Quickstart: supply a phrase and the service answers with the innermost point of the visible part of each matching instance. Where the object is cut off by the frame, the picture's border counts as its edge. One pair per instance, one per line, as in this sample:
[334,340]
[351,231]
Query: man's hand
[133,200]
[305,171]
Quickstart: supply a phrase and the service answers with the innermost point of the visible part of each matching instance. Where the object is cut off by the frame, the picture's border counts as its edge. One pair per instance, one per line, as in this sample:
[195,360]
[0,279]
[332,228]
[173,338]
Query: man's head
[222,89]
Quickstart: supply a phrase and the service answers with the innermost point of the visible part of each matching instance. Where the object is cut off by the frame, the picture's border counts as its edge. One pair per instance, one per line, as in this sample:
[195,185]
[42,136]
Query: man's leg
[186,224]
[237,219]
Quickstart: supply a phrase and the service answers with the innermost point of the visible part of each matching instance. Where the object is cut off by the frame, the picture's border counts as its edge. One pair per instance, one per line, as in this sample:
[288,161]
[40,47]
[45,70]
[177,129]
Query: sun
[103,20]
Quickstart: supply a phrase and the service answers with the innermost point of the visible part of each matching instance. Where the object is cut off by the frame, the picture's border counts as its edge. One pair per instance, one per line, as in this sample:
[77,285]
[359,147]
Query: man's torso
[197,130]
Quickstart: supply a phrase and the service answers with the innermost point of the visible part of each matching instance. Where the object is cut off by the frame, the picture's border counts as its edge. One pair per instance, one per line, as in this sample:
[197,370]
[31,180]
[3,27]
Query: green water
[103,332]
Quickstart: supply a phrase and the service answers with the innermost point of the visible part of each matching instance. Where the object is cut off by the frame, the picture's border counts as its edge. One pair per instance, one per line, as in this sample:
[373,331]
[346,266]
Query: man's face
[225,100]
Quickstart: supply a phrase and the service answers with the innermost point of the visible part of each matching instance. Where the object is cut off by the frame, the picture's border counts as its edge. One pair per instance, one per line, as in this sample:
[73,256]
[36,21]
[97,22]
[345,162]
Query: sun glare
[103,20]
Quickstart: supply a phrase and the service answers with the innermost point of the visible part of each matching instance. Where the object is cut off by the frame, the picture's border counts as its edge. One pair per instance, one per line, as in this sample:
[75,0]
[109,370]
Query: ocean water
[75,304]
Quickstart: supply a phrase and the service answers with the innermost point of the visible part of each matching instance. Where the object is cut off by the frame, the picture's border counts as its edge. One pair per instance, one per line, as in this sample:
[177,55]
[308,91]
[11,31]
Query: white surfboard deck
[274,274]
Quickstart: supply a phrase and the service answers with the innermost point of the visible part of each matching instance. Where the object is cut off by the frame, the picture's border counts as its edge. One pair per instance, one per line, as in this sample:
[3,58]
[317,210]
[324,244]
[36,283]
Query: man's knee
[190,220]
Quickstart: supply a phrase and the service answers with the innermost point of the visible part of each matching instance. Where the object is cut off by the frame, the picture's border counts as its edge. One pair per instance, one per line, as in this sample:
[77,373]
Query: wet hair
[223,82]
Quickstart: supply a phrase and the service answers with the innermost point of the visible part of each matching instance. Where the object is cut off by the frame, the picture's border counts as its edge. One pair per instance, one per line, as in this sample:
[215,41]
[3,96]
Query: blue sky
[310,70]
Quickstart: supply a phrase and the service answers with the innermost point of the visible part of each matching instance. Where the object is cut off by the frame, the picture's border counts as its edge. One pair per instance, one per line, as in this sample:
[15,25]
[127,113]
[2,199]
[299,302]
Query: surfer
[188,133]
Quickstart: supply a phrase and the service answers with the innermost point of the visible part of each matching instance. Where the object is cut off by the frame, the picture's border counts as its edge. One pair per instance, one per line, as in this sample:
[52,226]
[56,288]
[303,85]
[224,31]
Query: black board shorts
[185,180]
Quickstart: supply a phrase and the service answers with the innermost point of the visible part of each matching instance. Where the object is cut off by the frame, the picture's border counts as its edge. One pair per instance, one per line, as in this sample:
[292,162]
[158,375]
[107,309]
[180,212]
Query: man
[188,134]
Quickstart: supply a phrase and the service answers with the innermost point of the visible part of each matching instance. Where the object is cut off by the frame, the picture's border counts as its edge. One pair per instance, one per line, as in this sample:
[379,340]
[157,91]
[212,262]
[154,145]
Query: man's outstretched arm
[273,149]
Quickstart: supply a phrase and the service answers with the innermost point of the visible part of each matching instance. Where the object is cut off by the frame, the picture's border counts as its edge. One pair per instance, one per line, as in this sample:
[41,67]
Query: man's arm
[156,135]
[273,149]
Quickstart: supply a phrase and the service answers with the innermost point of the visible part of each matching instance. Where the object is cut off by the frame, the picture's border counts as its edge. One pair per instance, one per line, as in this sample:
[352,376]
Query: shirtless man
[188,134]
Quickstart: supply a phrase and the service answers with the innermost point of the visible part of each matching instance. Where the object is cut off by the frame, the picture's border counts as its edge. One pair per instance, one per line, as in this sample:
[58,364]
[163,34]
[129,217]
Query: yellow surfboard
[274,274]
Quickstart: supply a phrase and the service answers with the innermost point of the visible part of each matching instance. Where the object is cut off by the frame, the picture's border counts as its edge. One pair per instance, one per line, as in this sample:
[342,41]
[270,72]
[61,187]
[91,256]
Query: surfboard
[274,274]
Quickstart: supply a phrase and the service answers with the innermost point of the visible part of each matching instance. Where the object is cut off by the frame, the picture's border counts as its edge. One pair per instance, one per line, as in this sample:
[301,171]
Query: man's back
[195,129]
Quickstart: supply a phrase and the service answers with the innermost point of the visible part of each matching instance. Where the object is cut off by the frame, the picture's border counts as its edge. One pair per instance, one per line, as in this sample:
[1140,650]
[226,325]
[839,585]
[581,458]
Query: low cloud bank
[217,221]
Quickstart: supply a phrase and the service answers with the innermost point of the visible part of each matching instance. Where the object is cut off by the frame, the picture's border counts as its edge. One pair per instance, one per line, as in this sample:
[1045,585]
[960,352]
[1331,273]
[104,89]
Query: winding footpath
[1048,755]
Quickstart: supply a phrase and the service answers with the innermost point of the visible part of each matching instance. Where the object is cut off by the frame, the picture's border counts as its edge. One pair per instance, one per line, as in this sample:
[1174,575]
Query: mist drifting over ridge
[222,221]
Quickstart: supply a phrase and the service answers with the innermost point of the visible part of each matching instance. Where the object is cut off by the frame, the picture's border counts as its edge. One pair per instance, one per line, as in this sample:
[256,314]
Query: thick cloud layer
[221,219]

Your instructions:
Faithfully transcribe the whole of the data.

Response for this exercise:
Quickstart: supply a phrase and the service answers with the innermost point of the visible part of each matching instance. Where the object is cut off by the frame, the picture's border counts as its edge. One pair per instance, one per line, as in this sample:
[334,340]
[351,231]
Query: man's hand
[133,200]
[305,171]
Quickstart: supply a phrase and the service answers with the innermost point of the visible part of each matching instance. Where the object is cut off by the frame, the picture's border counts as its edge. One pair per instance, one per line, as in this sample:
[195,360]
[0,279]
[332,228]
[173,338]
Query: man's head
[222,89]
Quickstart: supply a phrase and the service answers with the innermost point of the visible part of each matching instance. Where the object is cut off by the frame, the picture's border counts as its edge. One pair per instance, one per line, as in this sample:
[195,185]
[42,136]
Query: man's leg
[186,224]
[237,219]
Quickstart: supply a phrase and the service answers with the innermost point of the visible part of each matching instance. Where the object is cut off by the frame, the picture's border counts as its edge. One pair per instance, one per line, as in this sample:
[288,161]
[40,47]
[45,70]
[177,129]
Query: sun
[103,20]
Quickstart: supply a phrase and the service answers with the innermost point of the visible part of each matching instance. Where the object is cut off by the frame, the picture's border counts as its edge. One pair per instance, one per line, as in this sample:
[77,285]
[359,147]
Query: man's torso
[197,130]
Quickstart: supply a phrase and the service answers with the innermost point of the visible part of each matching instance. Where the object is cut off by the frame, the picture's border counts as its edge. One pair per instance, one per line, as in this sample:
[197,370]
[31,180]
[3,27]
Query: green water
[103,332]
Quickstart: supply a phrase and the service answers with the innermost point of the visible part of each matching instance. Where the object is cut off by the frame, the picture's border counts as its edge. One pair per instance, one per line, as in this sample:
[373,331]
[346,266]
Query: man's face
[225,100]
Quickstart: supply a phrase and the service answers with the innermost point of the visible part of each matching instance. Where the object is cut off by the frame, the picture's border counts as its edge. One pair per instance, one per line, as in this sample:
[73,256]
[36,21]
[97,22]
[345,162]
Query: sun glare
[103,20]
Quickstart: supply a phrase and the service answers with the innermost point of the visible part of each matching instance. Where the object is cut off by the frame, the picture's border counts as its edge. One pair per instance, one per line, as in this sample:
[75,0]
[109,370]
Query: ocean water
[75,304]
Quickstart: supply a phrase and the service answers with the innermost point of the visible part of each matching instance. Where the object is cut off by the frame, the picture's border counts as its edge. One pair per instance, one per line, as in this sample:
[177,55]
[308,91]
[11,31]
Query: white surfboard deck
[274,274]
Quickstart: supply a phrase and the service answers with the innermost point of the visible part of each matching instance. Where the object is cut off by the frame, the picture's border counts as its edge. One pair per instance, one per line, as in this sample:
[3,58]
[317,210]
[324,244]
[36,283]
Query: man's knee
[190,220]
Quickstart: supply a phrase and the service answers with the innermost point of the visible part of each matching instance. Where the object is cut off by the frame, the picture's border counts as its edge. One pair per instance, one per line, as in this sample:
[77,373]
Query: wet hair
[223,82]
Quickstart: supply a phrase and the service answers with the innermost point of the visible part of each matching instance. Where the object is cut off by the frame, the picture's border counts as its edge. One pair per instance, one per line, as in this sample:
[215,41]
[3,96]
Query: blue sky
[310,70]
Quickstart: supply a phrase and the service answers with the innermost point of the visible part of each matching instance. Where the object is cut off by the frame, the picture's border counts as its edge. One pair per instance, one per line, as in this sample:
[15,25]
[127,113]
[2,199]
[299,302]
Query: surfer
[188,133]
Quickstart: supply a phrase and the service answers with the innermost point of the visible part of each matching instance. Where the object is cut off by the frame, the picture's border counts as its edge. One pair per instance, one per line, as in this sample:
[52,226]
[56,288]
[303,85]
[224,31]
Query: black board shorts
[185,180]
Quickstart: supply a phrase and the service answers with the innermost point of the visible part of each matching instance. Where the object is cut off by the frame, the picture's border counts as its edge. One pair per instance, one per line, as in this sample:
[292,162]
[158,375]
[107,309]
[180,212]
Query: man
[188,134]
Quickstart: supply a phrase and the service answers with the innermost point of the visible part of each matching instance. Where the object is cut off by the frame, the picture's border counts as its edge. One pair per instance, one per line, as in this sample:
[379,340]
[157,91]
[212,262]
[154,145]
Query: man's outstretched arm
[273,149]
Quickstart: supply a phrase and the service answers with the innermost point of the visible part of each matching instance. Where the object is cut off by the frame, the picture's border counts as its edge. One pair per instance, one per line, as in this sample:
[41,67]
Query: man's arm
[156,135]
[273,149]
Quickstart: supply a phrase and the service answers with the innermost point of the visible part of each matching instance. Where the object is cut off by the frame, the picture's border counts as its edge. One pair per instance, one per line, as in this sample:
[352,376]
Query: shirtless man
[188,134]
Quickstart: supply a phrase and the service answers with the innermost point of the visible part of each matching instance. Where the object is cut off by the frame, the picture's border counts as its edge. One pair per instance, one per line, as in this sample:
[58,364]
[163,34]
[129,217]
Query: yellow surfboard
[274,274]
Quickstart: supply a phrase and the service answers with the innermost point of the visible part of each matching instance. Where the object is cut off by the frame, the picture's border counts as its edge. One pair per instance, one per line, as in this sample:
[342,41]
[270,72]
[61,187]
[91,256]
Query: surfboard
[274,274]
Quickstart: supply a phrase and the service answers with the innermost point of the visible part of each matching instance. Where the object is cut off by the frame, the picture's border counts as its edge. One pair per instance, one per line, as in this sample:
[301,171]
Query: man's back
[195,129]
Quickstart: supply a phrase and the service answers with the innermost point of the visible part of each matching instance. Where the object is cut off by the frame, the picture's border counts as its edge. One pair per instance, one per line, as in this sample:
[1140,650]
[226,325]
[839,585]
[581,458]
Query: low cloud bank
[217,221]
Quickstart: supply a phrase and the service answers with the innermost point of the visible part of each matching instance. Where the object is cut off by the frame, the picture's border counts as its edge. One pair per instance, one per line, as in this sample:
[1045,585]
[960,352]
[1331,273]
[104,89]
Query: winding footpath
[1048,755]
Quickstart: supply a phrase and the service answers with the innermost point of the visible part of each matching instance. Where the object is cut off by the frame, the picture's border counts as its edge. One pair per instance, one per line, as in this sample:
[1174,575]
Query: mist drifting over ridge
[222,221]
Quickstart: supply a phrase and the service answers with the innermost point of the visible part of each matching instance. Where the object is cut off by the frame, the picture's border counts as its edge. One pair per instance, one per line, as in this sample:
[256,314]
Query: thick cloud layer
[221,219]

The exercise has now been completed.